___ Excerto

“Não me revejo naquela atitude”. É assim que António Costa, primeiro-ministro, comenta o caso de Rita Marques que 38 dias depois de ter saído do Governo anunciou que iria em janeiro assumir funções num grupo hoteleiro Fladgate Partnership, que explora o projeto World of Wine, a quem Rita Marques concedeu em janeiro de 2022, como secretária de Estado do Turismo, o estatuto de utilidade turística. O primeiro-ministro considera ilegal a ida de Rita Marques para a Fladgate, mas considera que a atribuição de utilidade turística não será revogada, ainda que tenha admitido pedir ao ministro da Economia a reavaliação.

______
___ Informação apresentada

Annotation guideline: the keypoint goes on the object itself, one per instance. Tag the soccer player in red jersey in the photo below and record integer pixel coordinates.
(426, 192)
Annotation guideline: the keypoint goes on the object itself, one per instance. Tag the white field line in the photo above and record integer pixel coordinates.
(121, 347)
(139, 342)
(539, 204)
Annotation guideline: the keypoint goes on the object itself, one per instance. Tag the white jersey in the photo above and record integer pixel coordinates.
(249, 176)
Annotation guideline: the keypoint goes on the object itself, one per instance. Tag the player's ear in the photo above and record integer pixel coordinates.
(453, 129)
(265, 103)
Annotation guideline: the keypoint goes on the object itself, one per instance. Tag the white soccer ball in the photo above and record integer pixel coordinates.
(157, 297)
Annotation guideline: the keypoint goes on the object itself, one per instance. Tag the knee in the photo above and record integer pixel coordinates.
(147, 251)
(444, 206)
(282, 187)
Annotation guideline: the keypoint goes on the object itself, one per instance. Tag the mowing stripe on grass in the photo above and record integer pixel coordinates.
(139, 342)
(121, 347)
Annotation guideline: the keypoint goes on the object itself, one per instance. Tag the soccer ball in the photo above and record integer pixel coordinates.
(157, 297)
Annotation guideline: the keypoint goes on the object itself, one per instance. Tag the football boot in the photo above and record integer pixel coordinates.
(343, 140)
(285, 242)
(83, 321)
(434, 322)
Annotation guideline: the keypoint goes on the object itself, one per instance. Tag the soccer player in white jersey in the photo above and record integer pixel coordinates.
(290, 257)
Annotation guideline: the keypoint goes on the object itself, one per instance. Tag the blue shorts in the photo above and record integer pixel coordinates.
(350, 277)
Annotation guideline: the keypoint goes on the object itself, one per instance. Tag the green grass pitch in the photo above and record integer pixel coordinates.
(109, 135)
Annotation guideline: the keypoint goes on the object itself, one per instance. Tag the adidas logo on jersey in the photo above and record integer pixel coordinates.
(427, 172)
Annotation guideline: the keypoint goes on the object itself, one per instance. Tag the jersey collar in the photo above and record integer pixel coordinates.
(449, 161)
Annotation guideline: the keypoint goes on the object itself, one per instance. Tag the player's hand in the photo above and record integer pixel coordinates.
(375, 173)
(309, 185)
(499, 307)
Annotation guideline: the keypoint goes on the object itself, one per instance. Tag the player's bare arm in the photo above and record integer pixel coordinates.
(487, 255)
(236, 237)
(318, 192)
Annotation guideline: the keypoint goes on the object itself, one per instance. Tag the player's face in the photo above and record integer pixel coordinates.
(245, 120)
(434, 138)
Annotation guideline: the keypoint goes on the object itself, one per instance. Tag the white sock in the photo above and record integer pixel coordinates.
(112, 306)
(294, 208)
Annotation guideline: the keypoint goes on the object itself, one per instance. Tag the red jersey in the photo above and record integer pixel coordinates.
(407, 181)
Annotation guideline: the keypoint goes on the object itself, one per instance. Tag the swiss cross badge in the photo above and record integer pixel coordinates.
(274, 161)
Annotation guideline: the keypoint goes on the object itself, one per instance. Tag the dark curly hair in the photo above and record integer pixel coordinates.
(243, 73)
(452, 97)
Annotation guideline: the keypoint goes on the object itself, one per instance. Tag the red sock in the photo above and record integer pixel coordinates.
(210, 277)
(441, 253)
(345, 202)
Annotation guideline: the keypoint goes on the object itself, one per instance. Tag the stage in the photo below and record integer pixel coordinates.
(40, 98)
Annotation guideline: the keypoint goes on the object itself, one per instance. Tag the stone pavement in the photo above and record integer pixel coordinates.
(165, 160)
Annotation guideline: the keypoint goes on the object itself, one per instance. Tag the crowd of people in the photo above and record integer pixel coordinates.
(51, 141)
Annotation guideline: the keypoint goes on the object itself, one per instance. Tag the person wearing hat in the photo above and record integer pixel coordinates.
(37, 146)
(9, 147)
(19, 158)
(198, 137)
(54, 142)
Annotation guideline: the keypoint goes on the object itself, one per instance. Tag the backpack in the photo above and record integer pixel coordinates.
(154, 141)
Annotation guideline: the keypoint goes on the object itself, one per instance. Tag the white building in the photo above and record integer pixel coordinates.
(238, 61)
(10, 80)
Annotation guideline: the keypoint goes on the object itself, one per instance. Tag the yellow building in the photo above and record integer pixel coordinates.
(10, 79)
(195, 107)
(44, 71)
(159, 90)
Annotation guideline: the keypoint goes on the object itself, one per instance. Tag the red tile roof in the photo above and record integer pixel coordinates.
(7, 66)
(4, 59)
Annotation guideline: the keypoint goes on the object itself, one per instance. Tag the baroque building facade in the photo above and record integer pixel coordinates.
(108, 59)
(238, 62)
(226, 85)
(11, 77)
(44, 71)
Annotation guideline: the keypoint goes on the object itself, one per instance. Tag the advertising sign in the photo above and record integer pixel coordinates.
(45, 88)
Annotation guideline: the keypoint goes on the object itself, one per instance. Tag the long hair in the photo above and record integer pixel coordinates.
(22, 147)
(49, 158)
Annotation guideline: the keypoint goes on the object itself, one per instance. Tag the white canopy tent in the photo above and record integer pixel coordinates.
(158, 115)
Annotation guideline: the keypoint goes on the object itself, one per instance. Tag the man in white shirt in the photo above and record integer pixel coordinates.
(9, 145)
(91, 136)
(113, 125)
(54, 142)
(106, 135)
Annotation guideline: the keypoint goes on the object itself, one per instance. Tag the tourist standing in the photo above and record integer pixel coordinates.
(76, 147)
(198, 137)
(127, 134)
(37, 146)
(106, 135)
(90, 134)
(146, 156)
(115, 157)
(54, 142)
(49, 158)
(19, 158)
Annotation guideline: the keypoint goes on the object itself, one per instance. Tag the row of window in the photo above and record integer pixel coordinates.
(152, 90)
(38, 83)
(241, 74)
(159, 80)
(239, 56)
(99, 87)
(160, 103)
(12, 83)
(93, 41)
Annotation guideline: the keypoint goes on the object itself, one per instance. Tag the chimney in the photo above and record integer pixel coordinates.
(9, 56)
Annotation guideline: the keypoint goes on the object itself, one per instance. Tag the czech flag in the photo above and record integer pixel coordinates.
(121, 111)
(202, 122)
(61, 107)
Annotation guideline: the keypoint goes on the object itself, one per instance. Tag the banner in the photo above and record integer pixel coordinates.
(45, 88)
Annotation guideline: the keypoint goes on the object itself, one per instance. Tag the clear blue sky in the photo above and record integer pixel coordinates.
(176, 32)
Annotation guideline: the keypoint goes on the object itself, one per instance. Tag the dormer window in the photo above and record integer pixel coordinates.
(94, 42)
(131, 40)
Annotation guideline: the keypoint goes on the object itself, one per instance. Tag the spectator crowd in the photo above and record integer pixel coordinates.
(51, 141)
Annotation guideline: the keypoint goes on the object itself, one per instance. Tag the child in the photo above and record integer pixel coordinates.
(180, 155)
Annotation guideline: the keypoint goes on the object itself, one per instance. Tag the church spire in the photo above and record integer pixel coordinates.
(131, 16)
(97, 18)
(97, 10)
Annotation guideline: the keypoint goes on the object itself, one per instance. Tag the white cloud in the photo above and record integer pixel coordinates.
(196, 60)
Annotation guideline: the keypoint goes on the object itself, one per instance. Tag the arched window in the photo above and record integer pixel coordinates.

______
___ Informação apresentada

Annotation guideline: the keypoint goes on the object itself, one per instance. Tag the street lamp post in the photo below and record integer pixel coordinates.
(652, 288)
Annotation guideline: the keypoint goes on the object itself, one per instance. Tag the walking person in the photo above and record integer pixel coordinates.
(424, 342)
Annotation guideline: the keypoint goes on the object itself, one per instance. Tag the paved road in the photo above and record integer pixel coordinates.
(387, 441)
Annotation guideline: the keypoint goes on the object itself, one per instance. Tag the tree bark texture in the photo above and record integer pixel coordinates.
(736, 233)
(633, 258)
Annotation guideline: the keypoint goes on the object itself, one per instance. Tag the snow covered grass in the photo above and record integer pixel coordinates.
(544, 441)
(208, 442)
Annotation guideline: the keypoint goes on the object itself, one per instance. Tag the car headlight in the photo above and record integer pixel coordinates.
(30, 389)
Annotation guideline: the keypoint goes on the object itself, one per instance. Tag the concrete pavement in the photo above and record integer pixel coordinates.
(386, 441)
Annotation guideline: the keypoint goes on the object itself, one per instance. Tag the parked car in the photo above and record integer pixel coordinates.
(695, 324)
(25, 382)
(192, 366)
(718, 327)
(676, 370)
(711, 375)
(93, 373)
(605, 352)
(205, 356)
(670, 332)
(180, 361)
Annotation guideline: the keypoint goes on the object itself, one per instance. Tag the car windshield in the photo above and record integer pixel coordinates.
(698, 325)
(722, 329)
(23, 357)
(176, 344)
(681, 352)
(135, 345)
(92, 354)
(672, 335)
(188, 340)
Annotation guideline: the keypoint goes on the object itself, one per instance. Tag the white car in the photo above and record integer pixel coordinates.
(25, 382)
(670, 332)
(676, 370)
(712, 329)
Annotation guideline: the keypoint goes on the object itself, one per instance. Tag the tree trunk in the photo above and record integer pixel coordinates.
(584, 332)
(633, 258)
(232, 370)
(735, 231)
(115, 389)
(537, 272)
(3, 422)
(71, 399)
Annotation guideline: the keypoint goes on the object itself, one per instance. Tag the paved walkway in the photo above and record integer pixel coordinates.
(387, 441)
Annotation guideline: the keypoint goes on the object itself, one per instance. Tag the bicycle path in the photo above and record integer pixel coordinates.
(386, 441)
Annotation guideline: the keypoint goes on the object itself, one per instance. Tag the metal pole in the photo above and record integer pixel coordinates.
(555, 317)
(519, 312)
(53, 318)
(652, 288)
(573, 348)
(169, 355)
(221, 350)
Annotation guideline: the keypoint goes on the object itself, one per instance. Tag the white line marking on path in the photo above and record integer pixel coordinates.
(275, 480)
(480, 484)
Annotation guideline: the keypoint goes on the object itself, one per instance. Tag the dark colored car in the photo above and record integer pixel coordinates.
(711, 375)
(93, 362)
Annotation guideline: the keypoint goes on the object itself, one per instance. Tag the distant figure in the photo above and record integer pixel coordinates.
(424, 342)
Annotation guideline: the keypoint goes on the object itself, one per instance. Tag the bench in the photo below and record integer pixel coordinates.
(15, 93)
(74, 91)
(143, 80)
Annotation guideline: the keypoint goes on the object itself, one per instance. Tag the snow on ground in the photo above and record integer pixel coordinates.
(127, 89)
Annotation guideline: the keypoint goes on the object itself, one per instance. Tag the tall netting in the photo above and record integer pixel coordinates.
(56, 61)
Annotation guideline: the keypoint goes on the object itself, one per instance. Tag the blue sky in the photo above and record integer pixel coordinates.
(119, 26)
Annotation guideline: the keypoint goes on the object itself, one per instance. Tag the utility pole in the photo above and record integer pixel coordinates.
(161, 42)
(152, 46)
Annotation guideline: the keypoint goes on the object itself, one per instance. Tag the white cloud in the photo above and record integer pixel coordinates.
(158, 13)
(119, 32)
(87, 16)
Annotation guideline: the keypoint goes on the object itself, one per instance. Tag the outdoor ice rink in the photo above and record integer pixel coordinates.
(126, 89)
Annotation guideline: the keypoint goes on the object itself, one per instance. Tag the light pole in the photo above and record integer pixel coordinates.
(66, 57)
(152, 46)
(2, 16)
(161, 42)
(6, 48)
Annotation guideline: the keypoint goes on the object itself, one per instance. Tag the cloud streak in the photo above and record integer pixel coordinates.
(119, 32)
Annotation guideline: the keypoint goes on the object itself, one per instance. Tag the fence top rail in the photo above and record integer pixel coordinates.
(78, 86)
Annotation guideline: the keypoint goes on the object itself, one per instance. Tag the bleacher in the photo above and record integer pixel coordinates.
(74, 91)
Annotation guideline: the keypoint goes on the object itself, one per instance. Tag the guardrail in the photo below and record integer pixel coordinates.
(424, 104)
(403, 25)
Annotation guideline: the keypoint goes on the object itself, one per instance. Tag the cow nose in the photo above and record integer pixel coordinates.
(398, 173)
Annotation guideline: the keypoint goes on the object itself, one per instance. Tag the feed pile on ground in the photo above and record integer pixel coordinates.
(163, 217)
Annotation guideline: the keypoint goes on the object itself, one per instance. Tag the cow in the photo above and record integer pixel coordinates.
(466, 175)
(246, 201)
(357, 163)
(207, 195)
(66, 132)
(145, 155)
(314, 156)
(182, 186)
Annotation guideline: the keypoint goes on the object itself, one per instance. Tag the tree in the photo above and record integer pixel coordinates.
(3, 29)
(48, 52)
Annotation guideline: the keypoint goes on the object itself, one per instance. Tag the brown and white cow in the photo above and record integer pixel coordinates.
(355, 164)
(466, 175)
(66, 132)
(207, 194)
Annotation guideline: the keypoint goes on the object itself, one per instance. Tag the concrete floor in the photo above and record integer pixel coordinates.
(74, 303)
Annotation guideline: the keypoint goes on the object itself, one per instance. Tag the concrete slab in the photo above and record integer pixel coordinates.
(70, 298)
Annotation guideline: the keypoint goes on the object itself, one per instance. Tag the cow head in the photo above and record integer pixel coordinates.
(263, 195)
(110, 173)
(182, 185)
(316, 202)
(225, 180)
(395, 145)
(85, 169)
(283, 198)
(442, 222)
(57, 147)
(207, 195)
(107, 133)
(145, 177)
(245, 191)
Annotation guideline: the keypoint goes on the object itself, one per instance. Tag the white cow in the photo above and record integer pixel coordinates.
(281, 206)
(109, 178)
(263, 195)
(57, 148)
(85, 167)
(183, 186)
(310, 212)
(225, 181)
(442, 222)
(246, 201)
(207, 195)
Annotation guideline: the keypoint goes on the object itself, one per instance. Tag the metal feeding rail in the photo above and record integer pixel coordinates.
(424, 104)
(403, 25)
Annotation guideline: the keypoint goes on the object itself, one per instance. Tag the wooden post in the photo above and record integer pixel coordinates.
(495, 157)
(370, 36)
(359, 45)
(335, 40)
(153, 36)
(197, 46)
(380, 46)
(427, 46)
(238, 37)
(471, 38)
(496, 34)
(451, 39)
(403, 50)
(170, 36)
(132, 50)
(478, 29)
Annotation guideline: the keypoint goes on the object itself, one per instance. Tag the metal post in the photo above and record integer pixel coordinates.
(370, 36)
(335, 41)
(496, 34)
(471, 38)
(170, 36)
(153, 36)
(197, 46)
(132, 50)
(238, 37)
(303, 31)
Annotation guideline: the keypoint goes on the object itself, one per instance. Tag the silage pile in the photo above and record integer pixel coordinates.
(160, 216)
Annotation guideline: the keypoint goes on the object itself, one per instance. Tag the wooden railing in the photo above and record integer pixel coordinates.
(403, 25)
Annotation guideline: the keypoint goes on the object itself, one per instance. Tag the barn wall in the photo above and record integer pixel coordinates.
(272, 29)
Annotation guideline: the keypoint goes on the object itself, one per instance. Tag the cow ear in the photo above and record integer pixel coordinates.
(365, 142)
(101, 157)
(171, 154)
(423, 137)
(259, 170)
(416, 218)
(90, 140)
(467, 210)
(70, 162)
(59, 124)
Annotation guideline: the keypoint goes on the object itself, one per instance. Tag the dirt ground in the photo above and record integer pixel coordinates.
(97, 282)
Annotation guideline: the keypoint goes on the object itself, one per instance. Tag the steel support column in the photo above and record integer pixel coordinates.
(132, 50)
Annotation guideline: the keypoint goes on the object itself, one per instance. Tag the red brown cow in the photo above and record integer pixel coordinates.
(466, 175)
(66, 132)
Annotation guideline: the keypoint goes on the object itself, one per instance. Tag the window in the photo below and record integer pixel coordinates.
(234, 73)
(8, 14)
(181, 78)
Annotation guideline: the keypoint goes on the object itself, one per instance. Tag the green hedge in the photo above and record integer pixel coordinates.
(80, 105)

______

■ **Instruções de trabalho**
• a. No excerto sobre o caso de Rita Marques, quantos dias após sair do Governo anunciou ela que iria assumir funções no grupo Fladgate Partnership?
• b. Prossiga o excerto sobre o caso de Rita Marques a partir do ponto em que termina.
Os registos não têm aqui qualquer papel.

■ **Respostas**
• a. 38 dias.

• b.
O primeiro-ministro admitiu mesmo ter uma interpretação jurídica de que Rita Marques não podia ir para a Fladgate, uma interpretação jurídica de 99,9%, porque admite poder haver 0,1% de não estar certo. António Costa explicou ter pedido ao secretária de Estado da presidência do Conselho de Ministros para junto de Rita Marques lhe “chamar a atenção das limitações legais existentes, perguntando se tinha atribuído benefício de natureza contratual, seja fiscal seja de incentivo financeiro, se tinha praticado algum ato em relação àquela empresa e ela entendeu que estava a coberto da lei”, explicou António Costa, reforçando que “não é a interpretação que faço”, mas deixa às autoridades competentes fazerem a interpretação que entenderem.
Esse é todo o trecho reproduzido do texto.